Have your religious practices changed since your experience? Yes My historical analysis of the ancient documents coupled with my experiences demonstrated to me the truth of the Christian message as given by the apostles in the first century AD. I also realized that too many Christians today are more concerned with rules, regulations, and ego, when really what Jesus taught was nothing of the kind. I am far happier and contented in my beliefs now.

What is your religion now? Moderate 'As a result of this experience I became convinced of the truth of the Christian teachings as transmitted by the Apostles in the 1st Century AD, and I try to be more accepting of those Christians whose beliefs are different to my own. Atheism is no longer a viable proposition for me.'

Did you have a change in your values and beliefs because of your experience? Yes My historical analysis of the ancient documents coupled with my experiences demonstrated to me the truth of the Christian message as given by the apostles in the first century AD. I also realized that too many Christians today are more concerned with rules, regulations, and ego, when really what Jesus taught was nothing of the kind. I am far happier and contented in my beliefs now.

The experience included: Presence of unearthly beings

Did you seem to encounter a mystical being or presence, or hear an unidentifiable voice? I encountered a definite being, or a voice clearly of mystical or unearthly origin

Did you see deceased or religious spirits? I actually saw them

Concerning our Earthly lives other than Religion:


During your experience, did you gain special knowledge or information about your purpose? Yes Why do I have to keep writing all this down when I have already explained all this in my account above?

Have your relationships changed specifically because of your experience? No

After the NDE:


Was the experience difficult to express in words? Yes The information that I received is difficult to put into words as the concept is not applicable in a materialist context. The closest I can come to explaining what it was like is by drawing parallels with the film 'The Matrix.' Near the end, Neo suddenly sees the computer generated world for what it is, and realizes just what is real and what isn't, realizes what is lasting and what is temporal, realizes what is important and what doesn't matter anymore.

Do you have any psychic, non-ordinary or other special gifts after your experience that you did not have before the experience? Uncertain I have tended to now and again receive knowledge about people or things, but this happened before the experience anyway. For example, a woman I knew was single and never wanted children. I knew that within two years she would be a single parent family, mother to a little girl. This subsequently happened as I had already known.

* _Data segment_
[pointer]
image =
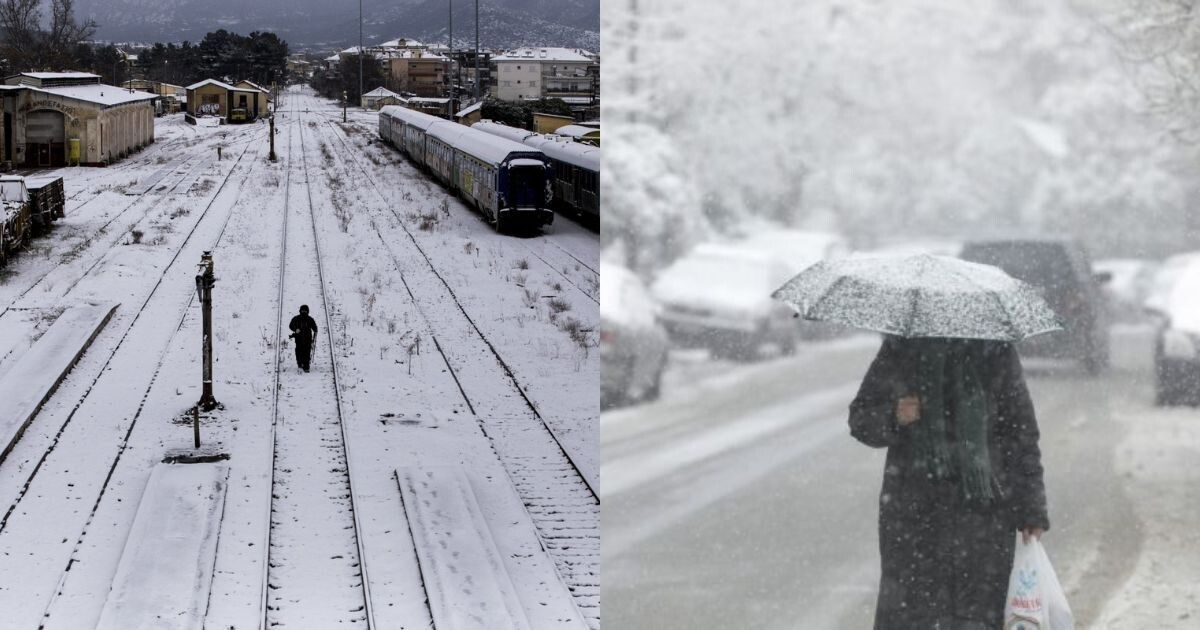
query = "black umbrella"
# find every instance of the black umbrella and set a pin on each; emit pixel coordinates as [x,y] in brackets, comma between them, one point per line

* _Work order 1_
Answer these questions about the near-death experience questionnaire, one line each:
(a) Which film does the respondent use to explain what the experience was like?
(b) What does the respondent say is no longer a viable proposition?
(c) How did the respondent answer whether their relationships changed specifically because of the experience?
* _Work order 2_
How would the near-death experience questionnaire go on after its last sentence? Write the next part.

* _Task answer 1_
(a) 'The Matrix.'
(b) Atheism.
(c) No.

* _Task answer 2_
Are there one or several parts of your experience that are especially meaningful or significant to you? The whole experience was meaningful and important to me.

Have you ever shared this experience with others? Yes People I have told this to thought I was imagining it all. Only two friends I have told actually believed me.

Did you have any knowledge of near death experience (NDE) prior to your experience? Yes I had read about these types of experiences before, additionally a friend of mine that I knew ten years ago had an NDE as a teenager when he drowned. He didn't talk about his experience, as other people tend to scoff. But I noticed that he couldn't wear mechanical watches, so when I asked him why he told me.

What did you believe about the reality of your experience shortly (days to weeks) after it happened? Experience was definitely real I analyzed it using as much reason and logic as possible, and the only answer that made sense was the fact that it really happened.

What do you believe about the reality of your experience now? Experience was definitely real I feel closer to life and reality that before, closer to God as if He had personally allowed me to have that experience and therefore again I feel deeply privileged.

At any time in your life, has anything ever reproduced any part of the experience? No

Are there any other questions that we could ask to help you communicate your experience? Some of the questions should be voluntary as I had already answered some of them when I wrote my account of the experience.